__What is asked__. Find every line in the material below that contains the string "power", and copy each of those lines. Case counts.

__Excerpted data__.
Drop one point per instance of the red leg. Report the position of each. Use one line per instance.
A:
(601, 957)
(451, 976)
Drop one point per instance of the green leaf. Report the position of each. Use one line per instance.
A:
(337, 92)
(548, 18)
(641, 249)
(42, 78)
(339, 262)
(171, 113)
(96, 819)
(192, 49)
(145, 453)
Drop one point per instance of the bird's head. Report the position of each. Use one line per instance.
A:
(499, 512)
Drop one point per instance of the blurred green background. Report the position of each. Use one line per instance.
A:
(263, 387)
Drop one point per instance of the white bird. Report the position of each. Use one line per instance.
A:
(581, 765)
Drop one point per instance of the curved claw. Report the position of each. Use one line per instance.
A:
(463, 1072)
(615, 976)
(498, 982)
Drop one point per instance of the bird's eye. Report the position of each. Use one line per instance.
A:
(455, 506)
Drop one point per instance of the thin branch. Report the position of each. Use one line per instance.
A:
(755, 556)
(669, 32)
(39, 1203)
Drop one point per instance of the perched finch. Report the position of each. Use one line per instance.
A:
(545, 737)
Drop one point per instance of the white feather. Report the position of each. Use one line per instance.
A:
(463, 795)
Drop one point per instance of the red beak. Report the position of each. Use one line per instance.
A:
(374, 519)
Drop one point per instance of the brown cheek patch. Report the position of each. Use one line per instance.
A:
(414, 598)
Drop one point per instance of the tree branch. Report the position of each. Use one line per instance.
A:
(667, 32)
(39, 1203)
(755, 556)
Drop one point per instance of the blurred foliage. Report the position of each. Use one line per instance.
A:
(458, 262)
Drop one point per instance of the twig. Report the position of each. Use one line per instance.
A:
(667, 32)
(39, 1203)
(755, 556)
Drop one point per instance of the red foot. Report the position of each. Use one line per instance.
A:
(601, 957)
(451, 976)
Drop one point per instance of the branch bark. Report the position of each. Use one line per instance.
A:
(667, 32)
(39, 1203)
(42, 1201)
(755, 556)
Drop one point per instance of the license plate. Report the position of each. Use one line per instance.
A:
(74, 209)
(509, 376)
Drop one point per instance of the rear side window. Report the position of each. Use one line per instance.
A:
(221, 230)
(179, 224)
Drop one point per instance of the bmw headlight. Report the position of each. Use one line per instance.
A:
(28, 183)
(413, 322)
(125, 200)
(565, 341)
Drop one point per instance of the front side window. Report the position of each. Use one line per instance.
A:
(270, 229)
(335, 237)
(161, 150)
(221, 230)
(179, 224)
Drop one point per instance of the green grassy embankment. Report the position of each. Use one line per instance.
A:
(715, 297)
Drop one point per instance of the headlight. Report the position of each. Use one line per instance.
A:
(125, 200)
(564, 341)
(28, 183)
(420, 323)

---

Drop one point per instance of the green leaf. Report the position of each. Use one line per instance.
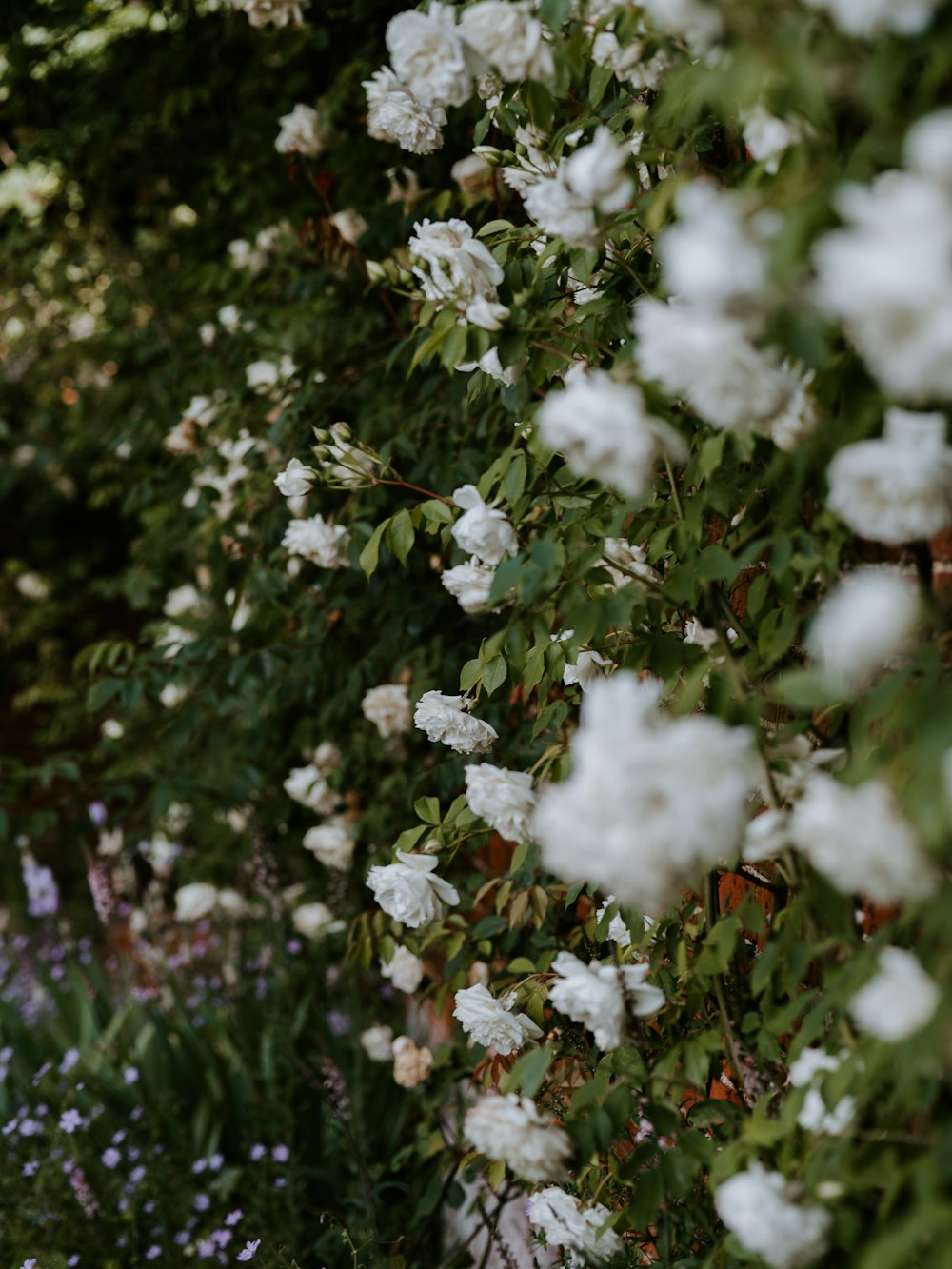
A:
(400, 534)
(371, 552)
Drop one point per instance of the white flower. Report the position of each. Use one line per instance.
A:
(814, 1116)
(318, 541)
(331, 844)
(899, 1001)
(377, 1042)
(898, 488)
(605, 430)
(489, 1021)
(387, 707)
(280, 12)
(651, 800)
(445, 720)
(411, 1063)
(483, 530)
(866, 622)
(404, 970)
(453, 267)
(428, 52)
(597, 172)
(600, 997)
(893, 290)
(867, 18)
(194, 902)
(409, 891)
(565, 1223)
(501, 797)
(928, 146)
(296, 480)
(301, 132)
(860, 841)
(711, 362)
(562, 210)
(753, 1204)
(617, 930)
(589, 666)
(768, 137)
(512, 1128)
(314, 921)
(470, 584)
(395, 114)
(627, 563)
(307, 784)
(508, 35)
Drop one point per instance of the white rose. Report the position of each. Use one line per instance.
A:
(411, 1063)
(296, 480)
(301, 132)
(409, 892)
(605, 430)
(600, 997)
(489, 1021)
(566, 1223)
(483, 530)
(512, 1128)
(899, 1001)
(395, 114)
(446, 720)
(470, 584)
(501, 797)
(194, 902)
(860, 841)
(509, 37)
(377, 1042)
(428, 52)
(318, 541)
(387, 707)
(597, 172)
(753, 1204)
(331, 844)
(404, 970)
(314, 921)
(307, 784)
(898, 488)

---

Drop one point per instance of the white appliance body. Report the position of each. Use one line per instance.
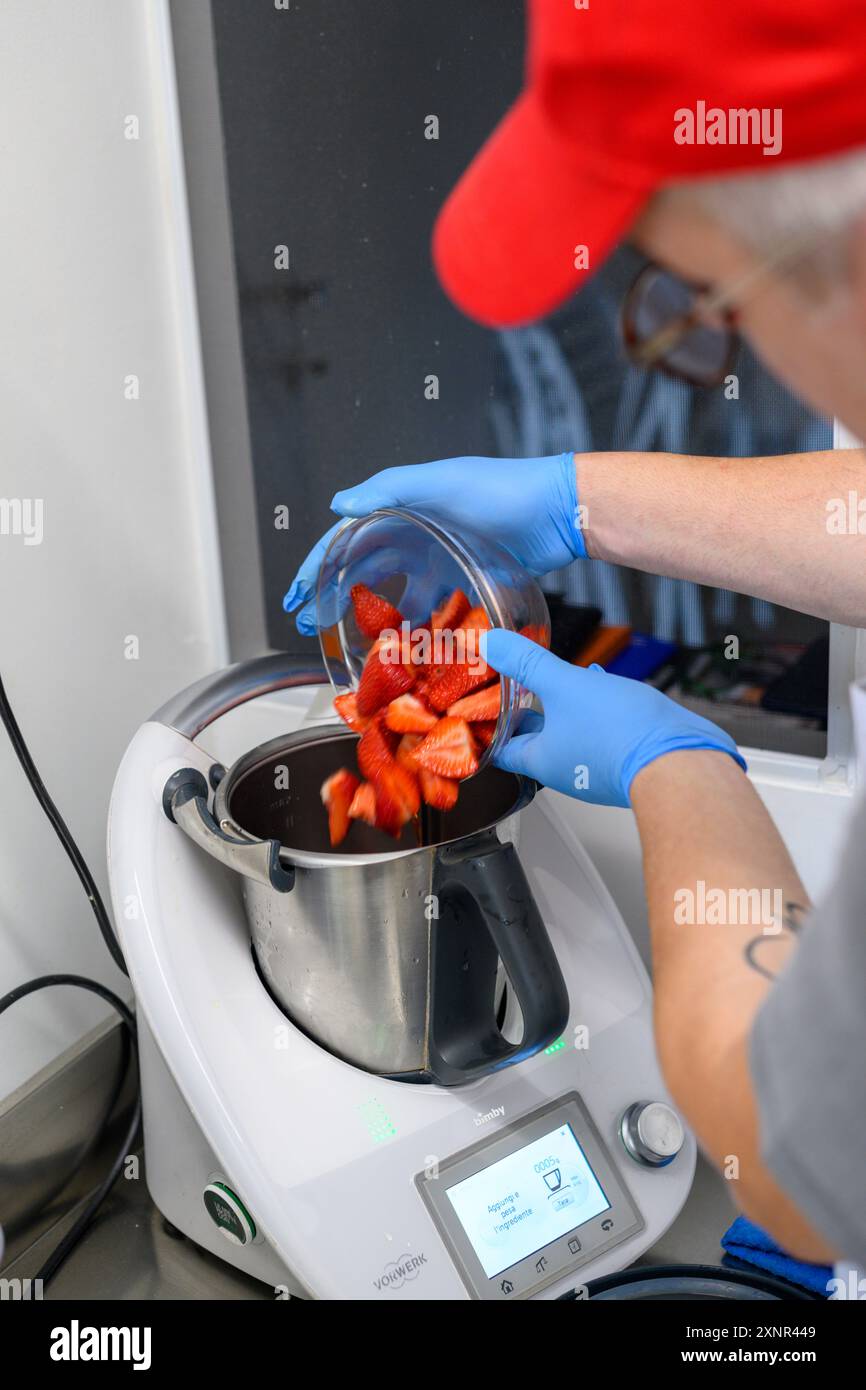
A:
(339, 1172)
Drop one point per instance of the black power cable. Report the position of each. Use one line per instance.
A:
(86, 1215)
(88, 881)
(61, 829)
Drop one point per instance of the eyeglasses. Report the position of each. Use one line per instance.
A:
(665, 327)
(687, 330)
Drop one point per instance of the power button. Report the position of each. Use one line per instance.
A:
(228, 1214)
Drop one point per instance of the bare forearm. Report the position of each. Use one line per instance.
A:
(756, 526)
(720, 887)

__Answer to the task__.
Drop one point per instance of the black power cable. Report the position of each. Use one line per instance.
Drop one point per instance of the power button. Report the position of each. Use one line per instance.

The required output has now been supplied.